### Work to be completed
Nothing but the data, repeated exactly, belongs in the answer.

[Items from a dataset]
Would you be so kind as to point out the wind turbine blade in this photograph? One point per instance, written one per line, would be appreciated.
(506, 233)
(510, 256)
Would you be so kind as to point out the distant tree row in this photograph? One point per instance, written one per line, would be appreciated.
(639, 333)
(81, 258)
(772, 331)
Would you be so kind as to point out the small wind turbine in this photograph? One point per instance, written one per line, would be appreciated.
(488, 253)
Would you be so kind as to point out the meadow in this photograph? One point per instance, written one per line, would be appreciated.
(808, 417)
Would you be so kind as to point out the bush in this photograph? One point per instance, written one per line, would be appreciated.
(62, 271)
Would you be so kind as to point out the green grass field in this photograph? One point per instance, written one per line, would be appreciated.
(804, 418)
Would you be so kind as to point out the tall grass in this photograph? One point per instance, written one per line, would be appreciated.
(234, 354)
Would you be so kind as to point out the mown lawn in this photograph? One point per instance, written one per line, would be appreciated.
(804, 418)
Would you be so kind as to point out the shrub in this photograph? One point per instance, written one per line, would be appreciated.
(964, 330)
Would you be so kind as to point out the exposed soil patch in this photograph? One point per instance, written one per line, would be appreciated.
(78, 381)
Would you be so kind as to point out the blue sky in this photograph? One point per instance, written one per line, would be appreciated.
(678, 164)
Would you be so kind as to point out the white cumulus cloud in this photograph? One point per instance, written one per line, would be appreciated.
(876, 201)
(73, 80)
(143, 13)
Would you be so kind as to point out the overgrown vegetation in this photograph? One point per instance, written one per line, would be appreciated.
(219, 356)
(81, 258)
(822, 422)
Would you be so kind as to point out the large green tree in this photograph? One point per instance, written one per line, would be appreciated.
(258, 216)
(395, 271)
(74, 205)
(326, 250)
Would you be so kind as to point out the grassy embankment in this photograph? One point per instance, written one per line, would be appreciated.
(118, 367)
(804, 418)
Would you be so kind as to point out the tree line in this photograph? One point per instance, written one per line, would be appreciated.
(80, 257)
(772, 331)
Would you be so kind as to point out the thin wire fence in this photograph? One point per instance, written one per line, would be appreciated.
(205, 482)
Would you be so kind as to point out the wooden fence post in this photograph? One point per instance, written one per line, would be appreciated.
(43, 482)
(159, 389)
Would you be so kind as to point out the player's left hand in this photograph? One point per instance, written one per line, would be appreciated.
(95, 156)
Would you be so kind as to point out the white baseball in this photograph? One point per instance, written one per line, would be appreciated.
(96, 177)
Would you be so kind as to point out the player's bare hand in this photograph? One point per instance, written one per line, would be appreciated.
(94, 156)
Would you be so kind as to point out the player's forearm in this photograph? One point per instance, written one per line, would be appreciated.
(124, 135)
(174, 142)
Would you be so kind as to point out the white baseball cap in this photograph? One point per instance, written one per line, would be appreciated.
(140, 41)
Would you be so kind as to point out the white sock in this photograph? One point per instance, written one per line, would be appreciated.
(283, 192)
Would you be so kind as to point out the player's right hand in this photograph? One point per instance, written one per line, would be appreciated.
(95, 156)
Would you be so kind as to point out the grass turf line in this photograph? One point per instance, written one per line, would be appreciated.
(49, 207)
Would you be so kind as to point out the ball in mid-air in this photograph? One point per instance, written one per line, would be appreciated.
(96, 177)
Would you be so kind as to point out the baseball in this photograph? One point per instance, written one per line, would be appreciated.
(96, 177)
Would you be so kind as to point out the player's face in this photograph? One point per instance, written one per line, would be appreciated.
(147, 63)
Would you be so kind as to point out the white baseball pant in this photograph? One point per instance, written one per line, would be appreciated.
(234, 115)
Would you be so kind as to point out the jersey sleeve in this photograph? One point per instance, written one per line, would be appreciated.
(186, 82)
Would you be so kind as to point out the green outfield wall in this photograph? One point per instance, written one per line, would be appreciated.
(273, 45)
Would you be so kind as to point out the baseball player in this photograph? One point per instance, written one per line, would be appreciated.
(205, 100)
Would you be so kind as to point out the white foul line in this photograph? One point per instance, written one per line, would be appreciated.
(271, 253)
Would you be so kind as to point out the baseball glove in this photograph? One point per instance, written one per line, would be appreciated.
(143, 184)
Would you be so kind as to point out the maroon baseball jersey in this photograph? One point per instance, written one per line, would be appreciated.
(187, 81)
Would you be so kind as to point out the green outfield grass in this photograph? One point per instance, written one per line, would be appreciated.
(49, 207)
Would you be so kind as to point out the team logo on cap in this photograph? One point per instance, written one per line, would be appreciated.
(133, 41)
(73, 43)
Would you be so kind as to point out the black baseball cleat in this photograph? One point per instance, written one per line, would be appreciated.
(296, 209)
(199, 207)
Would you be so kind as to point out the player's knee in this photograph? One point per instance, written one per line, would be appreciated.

### Completed exercise
Would you be so kind as to point out the wind turbine blade in this photograph? One point per instance, written one per line, would be appreciated.
(506, 233)
(510, 256)
Would you be so kind as to point out the distant tree row in this photograph? One point per instance, written one per line, would be appreciated.
(639, 333)
(81, 258)
(772, 331)
Would you be so kind as to point out the small wind turbine in this photograph? One point per instance, written one per line, would be appreciated.
(488, 253)
Would you be so kind as to point out the meadow in this photograph? One point per instance, written one per line, would be appreciated.
(808, 417)
Would you be so kind as to point out the bush in this photograph? One point per instance, written one per line, would be appreciated.
(62, 271)
Would you be so kind as to point out the green grass field in this photograph? One point per instance, written one per line, would be appreciated.
(804, 418)
Would you be so kind as to point out the tall grass in this photograph? One point per instance, written one per line, would be appreciated.
(234, 354)
Would you be so kind as to point out the mown lawn in this photograph? One point per instance, written one per line, would be appreciated.
(804, 418)
Would you be so kind as to point out the shrub in this photograph? One point per instance, written one per line, would be appreciated.
(964, 330)
Would you be so kind as to point out the exposed soil patch in this photograph? One point per instance, written one per line, would be appreciated.
(78, 381)
Would you be so kind as to point out the blue sky in this photograph? One point per instance, written one per line, would be appreciated.
(678, 164)
Would you be so kind as to point out the white cumulus cloud in this photograph? One point per instance, written one per line, would be appreciated.
(876, 201)
(73, 80)
(143, 13)
Would you be so kind as to point out the overgrown vegetation in this photograph? One point per instance, written one per line, would be appreciated.
(219, 356)
(81, 258)
(822, 422)
Would you be so kind as to point out the large green tree in this photograph? One point per instance, written one per line, would be appreciated.
(258, 216)
(395, 271)
(74, 205)
(326, 250)
Would you be so kind as to point out the grassy embankment in this photograph? One point per instance, written one per line, would be appreciated.
(118, 367)
(804, 418)
Would you be so kind as to point out the tree line in this photograph? One point per instance, written one per line, would be appreciated.
(80, 257)
(772, 331)
Would you be so kind as to point out the thin wire fence in this photograph? One point per instance, written one per line, would be appreciated.
(205, 482)
Would you be so kind as to point out the wooden fence post in this photograph? One point per instance, written one per line, would be appreciated.
(43, 482)
(159, 389)
Would you be so kind as to point out the player's left hand in this photograph? One point per instance, written one per line, would be appreciated.
(95, 156)
Would you be so kind as to point out the white baseball in this photograph? One point per instance, written one per line, would be appreciated.
(96, 177)
Would you be so kind as to point out the player's bare hand in this photograph? One point per instance, written one per line, would be appreciated.
(94, 156)
Would you be so kind as to point out the player's forearm in this photograph? One point per instance, written one per line, would be appreciated.
(124, 135)
(174, 142)
Would you be so kind as to point out the white baseball cap in this photograph? One point per instance, written one per line, would be appreciated.
(140, 41)
Would you be so kind as to point out the white sock in this photograph? One point per instance, written one per line, would be appreciated.
(283, 192)
Would you be so kind as to point out the player's right hand in this photograph? One point per instance, written one per line, would be appreciated.
(95, 156)
Would you be so kind as to point out the grass turf line in this photograph? One point per instance, written one per line, would be appreciated.
(49, 207)
Would you be so kind as to point out the ball in mid-air in this photograph? One point per instance, written one per line, would be appreciated.
(96, 177)
Would you be so kind as to point out the baseball in this photograph? One point per instance, written one per line, would be appreciated.
(96, 177)
Would you be so kind as to point out the player's face in this photograph? One point per instance, written one per line, would be appreciated.
(147, 63)
Would you be so kind as to point out the white baseball pant in this photograph? One point per instance, written one per line, would be appreciated.
(234, 115)
Would you be so kind as to point out the jersey sleeve in this photograph? One point per instance, written one per line, would be appreciated.
(186, 82)
Would you be so kind as to point out the green outfield wall in this photograph? One point per instance, written one per line, would be appreciated.
(273, 45)
Would you be so kind as to point out the baseball player in this photograph? One point per instance, written one per line, would be appreciated.
(205, 100)
Would you be so kind as to point out the white foul line in this photograph? One point per instance, written one per line, would be appreciated.
(271, 253)
Would you be so kind as to point out the baseball glove in this photograph? One point per instance, written one per line, would be appreciated.
(143, 184)
Would you be so kind as to point out the maroon baseball jersey in this photograph? One point per instance, written one per line, would be appreciated.
(187, 81)
Would you be so kind as to point out the green outfield grass in this photograph? One point per instance, written one per line, would be appreciated.
(49, 207)
Would you be so kind as to point out the team logo on cap in this photograph? One point per instance, written one per line, would be appreciated.
(133, 41)
(73, 43)
Would you be so kind as to point out the black baseball cleat in this photograph? One point per instance, written one per line, would be appreciated.
(296, 209)
(199, 207)
Would you be so kind as to point out the player's knee in this photograph? One point per instance, written one per line, would be appreciated.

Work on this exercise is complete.